[Collected data entries]
......
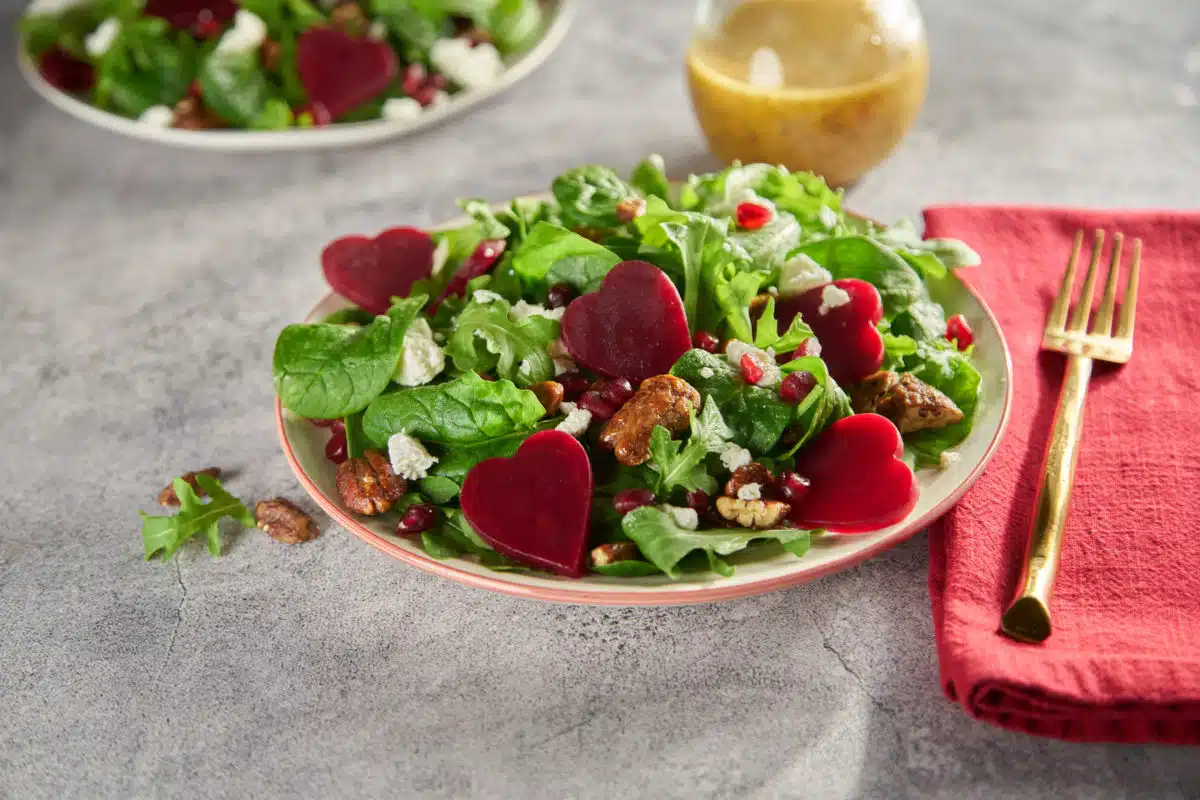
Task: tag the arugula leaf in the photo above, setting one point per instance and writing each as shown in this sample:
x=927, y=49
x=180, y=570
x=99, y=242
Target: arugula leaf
x=485, y=338
x=588, y=197
x=665, y=543
x=168, y=534
x=553, y=254
x=324, y=372
x=467, y=410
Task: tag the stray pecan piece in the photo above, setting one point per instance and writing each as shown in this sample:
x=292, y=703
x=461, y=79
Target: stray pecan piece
x=753, y=513
x=367, y=485
x=661, y=400
x=168, y=497
x=285, y=522
x=615, y=552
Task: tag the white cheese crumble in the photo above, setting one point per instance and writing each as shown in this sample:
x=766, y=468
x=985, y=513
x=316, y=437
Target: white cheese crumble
x=467, y=66
x=157, y=116
x=421, y=360
x=484, y=295
x=733, y=456
x=402, y=109
x=408, y=457
x=832, y=296
x=246, y=34
x=801, y=274
x=750, y=492
x=765, y=359
x=575, y=422
x=99, y=42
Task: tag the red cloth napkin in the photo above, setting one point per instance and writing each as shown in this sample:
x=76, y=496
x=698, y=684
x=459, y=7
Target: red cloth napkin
x=1123, y=662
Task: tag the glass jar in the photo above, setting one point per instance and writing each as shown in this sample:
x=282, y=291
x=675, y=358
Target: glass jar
x=823, y=85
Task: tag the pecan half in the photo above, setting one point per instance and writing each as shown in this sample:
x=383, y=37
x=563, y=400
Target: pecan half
x=753, y=513
x=168, y=497
x=661, y=400
x=615, y=552
x=285, y=522
x=367, y=485
x=550, y=395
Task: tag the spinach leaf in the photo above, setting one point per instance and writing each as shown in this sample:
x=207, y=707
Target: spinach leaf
x=553, y=254
x=486, y=340
x=325, y=372
x=665, y=543
x=467, y=410
x=588, y=197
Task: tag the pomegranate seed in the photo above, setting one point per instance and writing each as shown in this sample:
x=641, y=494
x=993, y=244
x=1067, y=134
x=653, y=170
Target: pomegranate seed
x=751, y=371
x=413, y=78
x=593, y=402
x=706, y=341
x=559, y=295
x=791, y=487
x=617, y=391
x=753, y=216
x=959, y=331
x=797, y=386
x=629, y=499
x=417, y=518
x=335, y=449
x=574, y=384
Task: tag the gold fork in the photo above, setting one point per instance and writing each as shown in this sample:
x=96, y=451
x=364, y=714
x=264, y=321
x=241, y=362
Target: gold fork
x=1029, y=615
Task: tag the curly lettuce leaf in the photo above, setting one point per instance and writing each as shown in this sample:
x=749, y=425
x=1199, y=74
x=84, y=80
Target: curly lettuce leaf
x=166, y=535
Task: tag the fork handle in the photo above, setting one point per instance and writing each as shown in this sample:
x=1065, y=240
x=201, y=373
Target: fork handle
x=1029, y=615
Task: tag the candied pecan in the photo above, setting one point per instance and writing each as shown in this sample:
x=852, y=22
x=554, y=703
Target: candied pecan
x=661, y=400
x=168, y=497
x=631, y=209
x=285, y=522
x=367, y=485
x=753, y=473
x=753, y=513
x=550, y=395
x=615, y=552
......
Arrange the rows above as a JSON list of strings, one string per line, from the line that contains "Task: tag the spinach" through the line that contains "x=574, y=384", inclusive. Leave out any blank lines.

» Response:
[
  "Task: tag the spinach leaf in the photo above, setting one point per instance and writing each as shown in this sample:",
  "x=207, y=707",
  "Target: spinach leaf",
  "x=553, y=254",
  "x=486, y=340",
  "x=325, y=372",
  "x=665, y=543",
  "x=467, y=410",
  "x=588, y=197",
  "Task: tag the pomegranate seed in the photo above, setting one point per instance and writing each as shown in this sample:",
  "x=641, y=494",
  "x=993, y=244",
  "x=1067, y=134",
  "x=653, y=170",
  "Target: pomegranate seed",
  "x=751, y=371",
  "x=413, y=78",
  "x=593, y=402",
  "x=706, y=341",
  "x=559, y=295",
  "x=791, y=487",
  "x=617, y=391",
  "x=753, y=216",
  "x=959, y=331",
  "x=797, y=386",
  "x=629, y=499",
  "x=417, y=518",
  "x=335, y=449",
  "x=574, y=384"
]